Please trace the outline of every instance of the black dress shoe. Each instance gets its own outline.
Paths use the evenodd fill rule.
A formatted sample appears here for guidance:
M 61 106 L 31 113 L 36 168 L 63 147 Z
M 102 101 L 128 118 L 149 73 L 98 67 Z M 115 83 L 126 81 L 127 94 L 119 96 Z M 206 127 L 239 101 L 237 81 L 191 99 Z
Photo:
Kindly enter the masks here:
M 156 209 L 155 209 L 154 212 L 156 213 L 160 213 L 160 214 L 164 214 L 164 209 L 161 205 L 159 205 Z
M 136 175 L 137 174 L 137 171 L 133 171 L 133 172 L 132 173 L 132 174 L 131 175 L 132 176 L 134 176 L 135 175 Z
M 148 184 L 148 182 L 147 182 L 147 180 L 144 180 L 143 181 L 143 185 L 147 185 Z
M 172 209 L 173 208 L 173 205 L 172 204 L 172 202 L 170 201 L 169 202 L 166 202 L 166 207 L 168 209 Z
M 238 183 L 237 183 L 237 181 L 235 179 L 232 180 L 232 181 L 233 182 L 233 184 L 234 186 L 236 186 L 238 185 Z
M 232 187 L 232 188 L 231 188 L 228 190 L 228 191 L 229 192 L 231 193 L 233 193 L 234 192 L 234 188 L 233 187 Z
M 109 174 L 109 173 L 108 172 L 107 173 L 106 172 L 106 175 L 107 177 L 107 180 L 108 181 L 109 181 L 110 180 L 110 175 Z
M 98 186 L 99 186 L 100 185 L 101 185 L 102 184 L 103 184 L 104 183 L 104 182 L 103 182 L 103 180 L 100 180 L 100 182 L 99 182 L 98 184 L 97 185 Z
┄┄┄┄┄┄┄┄┄┄┄┄┄┄┄┄┄┄┄┄
• _Exercise goal_: Show each line of the listing above that contains the word "here".

• _Exercise solution_:
A formatted sample appears here for guidance:
Kindly enter the masks here:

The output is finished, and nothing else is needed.